[Do this]: Every entry must be copied word for word.

----------------

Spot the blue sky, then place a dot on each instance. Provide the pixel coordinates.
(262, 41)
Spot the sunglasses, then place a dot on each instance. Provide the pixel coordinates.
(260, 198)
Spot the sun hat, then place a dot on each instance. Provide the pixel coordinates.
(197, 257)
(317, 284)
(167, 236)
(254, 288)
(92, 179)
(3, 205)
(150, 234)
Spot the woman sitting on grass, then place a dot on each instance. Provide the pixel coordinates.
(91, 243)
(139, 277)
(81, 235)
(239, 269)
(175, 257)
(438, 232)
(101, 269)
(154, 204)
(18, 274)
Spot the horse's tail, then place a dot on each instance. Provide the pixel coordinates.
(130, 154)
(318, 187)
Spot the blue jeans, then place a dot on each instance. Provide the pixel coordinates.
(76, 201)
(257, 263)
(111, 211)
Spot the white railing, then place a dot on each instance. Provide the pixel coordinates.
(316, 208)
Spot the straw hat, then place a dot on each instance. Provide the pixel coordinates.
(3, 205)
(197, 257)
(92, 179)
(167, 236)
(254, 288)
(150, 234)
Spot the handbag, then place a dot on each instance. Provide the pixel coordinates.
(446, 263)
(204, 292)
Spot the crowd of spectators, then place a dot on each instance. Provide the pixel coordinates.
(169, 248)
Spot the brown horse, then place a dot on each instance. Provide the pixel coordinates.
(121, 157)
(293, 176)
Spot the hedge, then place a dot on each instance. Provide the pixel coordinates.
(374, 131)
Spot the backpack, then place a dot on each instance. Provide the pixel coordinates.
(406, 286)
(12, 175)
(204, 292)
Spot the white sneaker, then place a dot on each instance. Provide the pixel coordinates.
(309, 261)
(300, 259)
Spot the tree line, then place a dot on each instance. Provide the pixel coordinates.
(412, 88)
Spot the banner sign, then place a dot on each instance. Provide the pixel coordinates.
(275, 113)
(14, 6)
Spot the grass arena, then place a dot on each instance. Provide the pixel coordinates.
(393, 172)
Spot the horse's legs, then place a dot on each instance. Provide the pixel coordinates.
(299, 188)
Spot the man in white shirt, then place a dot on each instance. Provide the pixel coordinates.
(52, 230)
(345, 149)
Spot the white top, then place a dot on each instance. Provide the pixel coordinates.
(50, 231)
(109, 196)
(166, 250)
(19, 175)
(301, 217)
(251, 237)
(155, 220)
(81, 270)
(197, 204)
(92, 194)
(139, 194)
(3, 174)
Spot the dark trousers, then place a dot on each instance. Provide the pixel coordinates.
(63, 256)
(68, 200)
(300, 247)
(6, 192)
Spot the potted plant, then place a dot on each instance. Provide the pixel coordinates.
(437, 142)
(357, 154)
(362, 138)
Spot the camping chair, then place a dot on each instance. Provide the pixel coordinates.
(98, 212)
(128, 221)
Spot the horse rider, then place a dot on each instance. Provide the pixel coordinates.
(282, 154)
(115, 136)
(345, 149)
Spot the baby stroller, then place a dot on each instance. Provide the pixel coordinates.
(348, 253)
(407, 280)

----------------

[Exercise solution]:
Spot the blue sky, then place a dot on each instance. Provide the pixel coordinates.
(262, 41)
Spot the sunglasses, then place a dot on each instance. Provide the pixel coordinates.
(260, 198)
Spot the sun hat, then place a dot on each instance. Provide the pixel coordinates.
(197, 257)
(317, 284)
(167, 236)
(254, 288)
(92, 179)
(3, 205)
(150, 234)
Spot the woman sitting on grass, then place a dot on each instance. Provide the pixel coordinates.
(91, 243)
(139, 277)
(81, 235)
(239, 269)
(175, 257)
(438, 232)
(101, 269)
(154, 204)
(18, 274)
Spot the horse's tail, then place a dot on each instance. Provide the pixel coordinates.
(130, 154)
(318, 187)
Spot the blue jeans, then place a dot on each instance. Provide the pixel coordinates.
(76, 201)
(257, 263)
(111, 211)
Spot the white railing, then place a dot on each instance. Provide the pixel coordinates.
(316, 208)
Spot the straw hat, then place a dot on each instance. Provide the pixel coordinates.
(3, 205)
(197, 257)
(92, 179)
(167, 236)
(254, 288)
(150, 234)
Spot the handbag, then place a dot on each instance. Provide the pixel coordinates.
(446, 263)
(204, 292)
Spot the crowd of spectators, then place a dot on each instance. Provide the pixel coordinates.
(169, 248)
Spot the brown horse, then place a dot on each instance. Provide the pixel coordinates.
(121, 157)
(293, 176)
Spot the hedge, then place a dot on each instance. Provide the pixel coordinates.
(374, 131)
Spot the backpack, then place a dot on each instance. Provide the pixel coordinates.
(406, 286)
(12, 175)
(204, 292)
Spot the white sneaker, then place a dot on each instance. Provide the pixel coordinates.
(309, 261)
(300, 259)
Spot the tree line, then place a dot on each instance. Provide the pixel coordinates.
(412, 88)
Spot the banner sign, then place a dot on each instance. Provide the pixel coordinates.
(275, 113)
(14, 6)
Spot the grass arena, then place a dot on each instance. Provide the pixel coordinates.
(393, 172)
Spot the horse's legs, then place a dot on each instance. Provide the pixel coordinates.
(299, 188)
Spot the man in white shirt, then place a dot on each instance. Provide the pixel coordinates.
(52, 230)
(345, 149)
Spot the white top, then place a dot on each instance. Provide the pixel coordinates.
(50, 231)
(109, 196)
(166, 250)
(19, 175)
(301, 217)
(251, 237)
(155, 220)
(81, 270)
(197, 204)
(92, 194)
(139, 194)
(3, 174)
Spot the dark trousers, then place a dot on each instance. Provide the pixel coordinates.
(63, 256)
(68, 200)
(300, 247)
(6, 192)
Spot the potted plant, then place a dot on each instance. Provide the pixel coordinates.
(437, 142)
(357, 154)
(362, 138)
Spot the camping chair, then place a dot on each instance. Provide the pixel coordinates.
(98, 212)
(128, 221)
Spot the horse rider, then place a dot on each instance. Provide the pixel coordinates.
(282, 154)
(115, 136)
(345, 149)
Spot the baby stroller, then place a dot on each instance. Provide the pixel coordinates.
(348, 253)
(407, 280)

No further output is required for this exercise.